Lines of data:
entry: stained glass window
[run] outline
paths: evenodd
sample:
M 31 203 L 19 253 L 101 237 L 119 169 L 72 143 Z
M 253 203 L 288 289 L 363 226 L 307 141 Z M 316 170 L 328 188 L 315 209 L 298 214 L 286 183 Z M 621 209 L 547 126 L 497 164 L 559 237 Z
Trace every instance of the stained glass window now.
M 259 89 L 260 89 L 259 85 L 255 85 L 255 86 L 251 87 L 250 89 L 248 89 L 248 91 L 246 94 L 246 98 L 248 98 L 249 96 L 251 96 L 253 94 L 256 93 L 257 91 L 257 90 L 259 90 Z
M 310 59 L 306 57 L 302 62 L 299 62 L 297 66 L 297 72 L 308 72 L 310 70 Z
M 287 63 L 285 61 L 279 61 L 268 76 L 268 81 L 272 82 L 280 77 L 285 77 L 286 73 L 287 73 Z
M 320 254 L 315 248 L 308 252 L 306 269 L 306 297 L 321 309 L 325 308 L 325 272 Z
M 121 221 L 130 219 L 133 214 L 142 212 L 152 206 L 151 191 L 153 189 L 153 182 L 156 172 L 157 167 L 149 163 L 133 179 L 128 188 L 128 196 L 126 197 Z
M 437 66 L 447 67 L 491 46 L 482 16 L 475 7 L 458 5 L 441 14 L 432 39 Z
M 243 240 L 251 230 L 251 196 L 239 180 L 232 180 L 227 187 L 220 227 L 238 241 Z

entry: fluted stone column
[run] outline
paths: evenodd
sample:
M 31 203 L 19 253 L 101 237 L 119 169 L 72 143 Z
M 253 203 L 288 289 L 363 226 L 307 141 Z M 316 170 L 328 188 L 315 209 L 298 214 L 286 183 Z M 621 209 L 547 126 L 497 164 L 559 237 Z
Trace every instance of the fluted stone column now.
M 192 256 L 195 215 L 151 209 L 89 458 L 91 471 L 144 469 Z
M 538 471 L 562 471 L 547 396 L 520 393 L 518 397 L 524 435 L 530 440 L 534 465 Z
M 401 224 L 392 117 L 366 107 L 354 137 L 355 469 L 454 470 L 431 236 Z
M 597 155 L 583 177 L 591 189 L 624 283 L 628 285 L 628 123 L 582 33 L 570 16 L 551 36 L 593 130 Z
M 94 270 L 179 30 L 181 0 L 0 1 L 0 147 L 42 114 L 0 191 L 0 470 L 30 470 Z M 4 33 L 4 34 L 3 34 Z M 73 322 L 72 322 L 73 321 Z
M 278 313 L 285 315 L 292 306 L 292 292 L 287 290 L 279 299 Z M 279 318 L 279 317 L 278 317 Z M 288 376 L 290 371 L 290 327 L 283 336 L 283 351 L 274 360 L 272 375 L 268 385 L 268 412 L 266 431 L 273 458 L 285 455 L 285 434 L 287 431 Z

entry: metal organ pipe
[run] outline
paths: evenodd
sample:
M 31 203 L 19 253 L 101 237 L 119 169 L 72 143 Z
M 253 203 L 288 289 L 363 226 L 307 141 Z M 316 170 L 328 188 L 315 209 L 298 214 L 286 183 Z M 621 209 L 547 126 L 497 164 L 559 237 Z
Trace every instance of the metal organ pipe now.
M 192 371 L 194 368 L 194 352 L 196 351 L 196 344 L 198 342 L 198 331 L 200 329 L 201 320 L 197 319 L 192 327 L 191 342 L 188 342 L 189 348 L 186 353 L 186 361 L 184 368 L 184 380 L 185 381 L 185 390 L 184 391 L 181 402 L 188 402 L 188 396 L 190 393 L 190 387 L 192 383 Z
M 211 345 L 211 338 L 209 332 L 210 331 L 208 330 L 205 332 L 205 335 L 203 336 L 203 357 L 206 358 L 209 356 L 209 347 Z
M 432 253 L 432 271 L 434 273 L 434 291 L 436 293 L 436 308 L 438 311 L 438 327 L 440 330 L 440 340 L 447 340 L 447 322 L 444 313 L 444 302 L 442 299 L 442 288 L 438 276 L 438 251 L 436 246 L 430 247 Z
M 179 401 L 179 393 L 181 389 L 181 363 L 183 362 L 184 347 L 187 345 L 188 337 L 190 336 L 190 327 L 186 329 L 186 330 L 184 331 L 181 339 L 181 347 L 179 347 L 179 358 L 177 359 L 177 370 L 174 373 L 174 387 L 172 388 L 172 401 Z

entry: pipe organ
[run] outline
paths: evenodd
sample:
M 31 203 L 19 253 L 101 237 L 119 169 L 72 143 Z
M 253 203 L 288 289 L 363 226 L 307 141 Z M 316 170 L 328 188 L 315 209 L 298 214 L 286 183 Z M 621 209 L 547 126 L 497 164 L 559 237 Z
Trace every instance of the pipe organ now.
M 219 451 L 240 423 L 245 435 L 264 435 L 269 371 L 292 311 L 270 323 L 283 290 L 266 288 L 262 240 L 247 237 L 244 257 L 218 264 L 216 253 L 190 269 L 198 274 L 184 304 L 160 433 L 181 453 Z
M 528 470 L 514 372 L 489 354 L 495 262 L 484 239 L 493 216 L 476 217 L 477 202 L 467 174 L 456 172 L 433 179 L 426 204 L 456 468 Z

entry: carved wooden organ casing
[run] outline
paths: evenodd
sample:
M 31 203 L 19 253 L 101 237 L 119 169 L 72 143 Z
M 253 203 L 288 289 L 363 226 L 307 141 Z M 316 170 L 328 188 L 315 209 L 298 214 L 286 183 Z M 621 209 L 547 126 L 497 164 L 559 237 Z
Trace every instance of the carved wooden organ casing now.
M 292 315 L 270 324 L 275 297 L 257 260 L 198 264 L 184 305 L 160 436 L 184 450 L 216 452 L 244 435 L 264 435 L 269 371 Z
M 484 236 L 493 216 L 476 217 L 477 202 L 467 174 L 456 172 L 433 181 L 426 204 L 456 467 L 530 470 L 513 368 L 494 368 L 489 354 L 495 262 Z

WRITTEN TASK:
Please repeat every line of the data above, keeping each character unchanged.

SOLVED PROBLEM:
entry: stained glass window
[run] outline
paths: evenodd
sample:
M 31 203 L 19 253 L 101 237 L 119 169 L 72 143 Z
M 253 203 L 288 289 L 363 226 L 307 141 Z M 316 170 L 328 188 L 315 209 L 298 214 L 286 183 Z M 621 209 L 547 126 L 497 164 L 559 237 Z
Trace every instance of the stained glass window now.
M 259 89 L 260 89 L 259 85 L 255 85 L 255 86 L 251 87 L 250 89 L 248 89 L 248 91 L 246 94 L 246 98 L 248 98 L 249 96 L 251 96 L 253 94 L 256 93 L 257 91 L 257 90 L 259 90 Z
M 310 59 L 306 57 L 302 62 L 299 62 L 297 66 L 297 72 L 308 72 L 310 70 Z
M 287 63 L 285 61 L 279 61 L 268 76 L 268 81 L 272 82 L 280 77 L 285 77 L 286 73 L 287 73 Z
M 320 254 L 315 248 L 308 252 L 306 269 L 306 297 L 321 309 L 325 308 L 325 272 Z
M 121 221 L 130 219 L 133 214 L 142 212 L 152 206 L 151 191 L 153 189 L 153 182 L 156 172 L 157 167 L 149 163 L 133 179 L 128 188 L 128 196 L 126 197 Z
M 437 66 L 447 67 L 491 46 L 482 16 L 475 7 L 458 5 L 441 14 L 432 39 Z
M 243 240 L 251 230 L 251 196 L 239 180 L 232 180 L 227 187 L 220 227 L 238 241 Z

entry: fluted stone column
[run] outline
paths: evenodd
sample:
M 31 203 L 19 253 L 101 237 L 119 169 L 72 143 Z
M 253 203 L 288 289 L 363 226 L 307 141 Z M 316 170 L 328 188 L 315 209 L 298 214 L 286 183 Z M 621 209 L 547 126 L 497 164 L 559 237 Z
Trace every instance of the fluted stone column now.
M 192 256 L 195 215 L 151 209 L 89 458 L 91 471 L 144 469 Z
M 538 471 L 562 471 L 547 396 L 520 393 L 518 397 L 524 435 L 530 440 L 534 465 Z
M 401 224 L 392 117 L 366 107 L 354 137 L 355 469 L 454 470 L 431 236 Z
M 597 155 L 583 177 L 591 189 L 624 283 L 628 285 L 628 123 L 582 33 L 570 16 L 551 36 L 593 130 Z
M 94 270 L 179 30 L 181 0 L 0 1 L 0 147 L 42 114 L 0 191 L 0 470 L 30 470 Z M 4 33 L 4 34 L 3 34 Z M 73 322 L 72 322 L 73 321 Z
M 278 313 L 285 315 L 292 306 L 292 292 L 287 290 L 279 299 Z M 279 318 L 279 317 L 278 317 Z M 288 376 L 290 371 L 290 327 L 283 336 L 283 351 L 274 360 L 272 375 L 268 385 L 268 412 L 266 431 L 273 458 L 285 455 L 285 434 L 287 431 Z

entry: metal organ pipe
[run] outline
paths: evenodd
sample:
M 31 203 L 19 253 L 101 237 L 119 169 L 72 143 Z
M 253 203 L 288 289 L 363 226 L 307 141 Z M 316 170 L 328 188 L 315 209 L 298 214 L 286 183 Z M 621 209 L 547 126 L 497 164 L 559 237 Z
Trace every instance of the metal organ pipe now.
M 192 371 L 194 368 L 194 352 L 196 351 L 196 344 L 198 342 L 198 331 L 200 329 L 201 320 L 197 319 L 192 327 L 191 342 L 188 342 L 189 348 L 186 353 L 186 361 L 184 368 L 184 380 L 185 381 L 185 390 L 184 391 L 181 402 L 188 402 L 188 396 L 190 393 L 190 387 L 192 383 Z
M 211 345 L 211 338 L 209 332 L 210 331 L 208 330 L 205 332 L 205 335 L 203 336 L 203 357 L 206 358 L 209 356 L 209 347 Z
M 432 253 L 432 271 L 434 273 L 434 291 L 436 293 L 436 308 L 438 311 L 438 327 L 440 330 L 440 340 L 447 340 L 447 322 L 444 313 L 444 302 L 442 299 L 442 288 L 438 276 L 438 251 L 436 246 L 430 247 Z
M 179 401 L 179 393 L 181 389 L 181 363 L 183 362 L 184 347 L 187 345 L 188 337 L 190 336 L 190 327 L 186 329 L 186 330 L 184 331 L 181 339 L 181 347 L 179 347 L 179 358 L 177 359 L 177 370 L 174 373 L 174 387 L 172 388 L 172 401 Z

entry: pipe organ
[run] outline
paths: evenodd
sample:
M 31 203 L 19 253 L 101 237 L 119 169 L 72 143 Z
M 253 203 L 288 289 L 363 226 L 307 141 Z M 316 170 L 328 188 L 315 209 L 298 214 L 286 183 Z M 621 209 L 547 126 L 497 164 L 559 237 Z
Trace every instance of the pipe organ now.
M 219 451 L 240 423 L 245 435 L 264 435 L 269 371 L 292 311 L 270 323 L 283 290 L 266 288 L 262 240 L 247 237 L 244 257 L 218 264 L 216 253 L 190 269 L 198 274 L 184 304 L 160 433 L 181 453 Z
M 528 470 L 514 372 L 489 354 L 495 262 L 484 239 L 493 216 L 476 217 L 477 202 L 467 174 L 456 172 L 433 179 L 426 204 L 456 468 Z

entry: carved wooden organ casing
[run] outline
paths: evenodd
sample:
M 31 203 L 19 253 L 101 237 L 119 169 L 72 143 Z
M 253 203 L 288 289 L 363 226 L 307 141 Z M 316 170 L 328 188 L 315 209 L 298 214 L 286 183 Z M 621 209 L 547 126 L 497 164 L 559 237 Z
Trace every instance of the carved wooden organ casing now.
M 292 315 L 270 324 L 275 297 L 257 260 L 198 264 L 184 305 L 160 436 L 184 450 L 216 452 L 244 435 L 264 435 L 269 371 Z
M 484 236 L 493 216 L 476 217 L 477 202 L 467 174 L 456 172 L 433 181 L 426 204 L 456 467 L 530 470 L 513 368 L 494 368 L 489 354 L 495 262 Z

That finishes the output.